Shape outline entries
--------------------

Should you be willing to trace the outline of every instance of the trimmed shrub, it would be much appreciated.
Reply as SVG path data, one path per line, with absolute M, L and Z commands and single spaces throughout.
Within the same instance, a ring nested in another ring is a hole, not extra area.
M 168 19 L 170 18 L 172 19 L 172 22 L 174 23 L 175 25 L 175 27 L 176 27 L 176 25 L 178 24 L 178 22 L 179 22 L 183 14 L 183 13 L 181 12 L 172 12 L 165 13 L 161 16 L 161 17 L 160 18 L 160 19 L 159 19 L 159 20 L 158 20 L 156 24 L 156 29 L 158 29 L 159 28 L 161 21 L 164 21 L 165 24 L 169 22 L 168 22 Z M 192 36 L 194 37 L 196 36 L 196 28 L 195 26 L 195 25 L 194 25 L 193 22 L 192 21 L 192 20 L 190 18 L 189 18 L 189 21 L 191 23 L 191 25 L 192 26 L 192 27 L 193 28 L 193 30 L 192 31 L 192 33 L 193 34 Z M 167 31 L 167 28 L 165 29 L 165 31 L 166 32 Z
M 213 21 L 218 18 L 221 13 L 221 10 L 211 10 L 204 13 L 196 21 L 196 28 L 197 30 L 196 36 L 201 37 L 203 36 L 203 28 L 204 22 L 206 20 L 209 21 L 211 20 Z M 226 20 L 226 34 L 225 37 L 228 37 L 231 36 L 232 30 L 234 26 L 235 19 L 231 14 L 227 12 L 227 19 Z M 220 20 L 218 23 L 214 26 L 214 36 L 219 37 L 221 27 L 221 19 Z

--------------------

- **Task instructions**
Could you recast every line of the entries above as a numbered list, leaving out any blank lines?

- **Output below**
1. Should you be willing to trace the outline of every instance of the trimmed shrub, it would be much appreciated.
2. Reply as SVG path data, one path per line, with absolute M, L and Z commands and single spaces throughout.
3. Within the same instance, a ring nested in another ring is a hole, not extra area.
4. M 168 19 L 170 18 L 172 19 L 172 22 L 174 23 L 175 25 L 175 27 L 176 27 L 176 25 L 178 24 L 178 22 L 179 22 L 183 14 L 183 13 L 181 12 L 172 12 L 165 13 L 161 16 L 161 17 L 160 18 L 160 19 L 159 19 L 159 20 L 158 20 L 156 24 L 156 29 L 158 29 L 159 28 L 161 21 L 164 21 L 165 24 L 169 22 L 168 22 Z M 192 36 L 194 37 L 196 36 L 196 28 L 195 26 L 195 25 L 194 25 L 193 22 L 192 21 L 192 20 L 190 18 L 189 18 L 189 21 L 191 23 L 191 25 L 192 26 L 192 27 L 193 28 L 193 30 L 192 31 L 192 33 L 193 34 Z M 167 31 L 167 28 L 165 29 L 165 31 L 166 32 Z
5. M 213 21 L 218 18 L 221 13 L 221 10 L 211 10 L 204 13 L 196 21 L 196 28 L 197 30 L 196 36 L 201 37 L 203 36 L 203 28 L 204 22 L 206 20 L 209 21 L 211 20 Z M 226 20 L 226 34 L 225 37 L 228 37 L 231 36 L 232 30 L 234 26 L 235 19 L 231 14 L 227 12 L 227 19 Z M 220 20 L 218 23 L 214 26 L 214 36 L 219 37 L 221 27 L 221 19 Z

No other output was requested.